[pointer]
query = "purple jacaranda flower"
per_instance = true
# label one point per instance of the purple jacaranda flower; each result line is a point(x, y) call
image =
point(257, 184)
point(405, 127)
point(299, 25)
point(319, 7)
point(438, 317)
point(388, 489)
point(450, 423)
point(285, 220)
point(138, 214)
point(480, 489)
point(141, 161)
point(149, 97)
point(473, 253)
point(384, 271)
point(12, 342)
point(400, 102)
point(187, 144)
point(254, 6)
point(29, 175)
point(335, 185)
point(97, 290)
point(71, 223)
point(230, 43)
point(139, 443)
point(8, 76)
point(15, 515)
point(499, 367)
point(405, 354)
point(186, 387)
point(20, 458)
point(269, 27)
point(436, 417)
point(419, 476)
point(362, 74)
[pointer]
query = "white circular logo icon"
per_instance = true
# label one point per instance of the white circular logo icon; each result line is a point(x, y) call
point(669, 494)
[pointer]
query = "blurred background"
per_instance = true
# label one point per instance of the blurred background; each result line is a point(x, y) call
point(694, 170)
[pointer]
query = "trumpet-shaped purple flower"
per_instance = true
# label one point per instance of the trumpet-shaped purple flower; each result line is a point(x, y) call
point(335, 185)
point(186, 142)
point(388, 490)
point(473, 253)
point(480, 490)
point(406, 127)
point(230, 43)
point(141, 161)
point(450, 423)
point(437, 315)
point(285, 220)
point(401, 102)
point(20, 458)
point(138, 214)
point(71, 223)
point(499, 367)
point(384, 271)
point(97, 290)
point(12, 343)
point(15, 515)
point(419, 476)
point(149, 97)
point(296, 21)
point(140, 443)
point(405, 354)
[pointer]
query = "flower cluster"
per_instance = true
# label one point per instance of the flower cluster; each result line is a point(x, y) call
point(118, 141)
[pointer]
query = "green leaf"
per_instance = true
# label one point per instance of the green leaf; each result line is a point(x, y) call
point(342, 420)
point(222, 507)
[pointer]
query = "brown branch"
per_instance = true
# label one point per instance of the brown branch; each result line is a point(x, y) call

> [YOUR GOAL]: Rewrite all of the data above, putting "violet" wherever "purple" appears and leaving everything else unchanged.

> [CORRECT OUTPUT]:
[pointer]
query = "violet jacaranda flower"
per_instance = true
# label one point per instance of the violet jacaranda flower; each result line is a point(x, y) call
image =
point(257, 184)
point(405, 127)
point(299, 25)
point(319, 7)
point(438, 317)
point(388, 489)
point(450, 423)
point(285, 220)
point(138, 214)
point(480, 489)
point(141, 161)
point(149, 97)
point(473, 253)
point(384, 271)
point(12, 342)
point(400, 102)
point(187, 144)
point(254, 6)
point(29, 175)
point(335, 185)
point(97, 290)
point(71, 223)
point(230, 43)
point(139, 443)
point(8, 76)
point(15, 515)
point(499, 367)
point(405, 354)
point(186, 387)
point(20, 458)
point(269, 27)
point(436, 417)
point(419, 476)
point(362, 74)
[pointer]
query = "white circular logo icon"
per_instance = true
# label one point per instance of the white circular logo icon; each result line is a point(x, y) call
point(669, 494)
[pointer]
query = "blurred background"
per_instance = true
# label one point per instance of the blurred background; each result line is a point(x, y) call
point(694, 170)
[pointer]
query = "trumpet-shaped violet flower"
per_instance = true
# label one point per instance of the trumpet-shaped violet flower; each result line is a point(x, y) call
point(335, 185)
point(186, 142)
point(388, 490)
point(473, 253)
point(480, 490)
point(406, 127)
point(230, 43)
point(141, 161)
point(450, 423)
point(437, 315)
point(285, 220)
point(401, 102)
point(20, 458)
point(138, 214)
point(71, 223)
point(499, 367)
point(384, 271)
point(97, 290)
point(12, 343)
point(15, 515)
point(419, 476)
point(149, 97)
point(296, 21)
point(140, 443)
point(405, 354)
[pointer]
query = "flower cluster"
per_instance = true
# label one point per instance of the flower cluster; each result line is a point(x, y) call
point(118, 141)
[pointer]
query = "green leaf"
per_instance = true
# label one point per instance of the green leaf; each result line is a point(x, y) call
point(342, 420)
point(222, 507)
[pointer]
query = "brown branch"
per_instance = true
# label one point per instance of the brown branch; each result line is a point(x, y) call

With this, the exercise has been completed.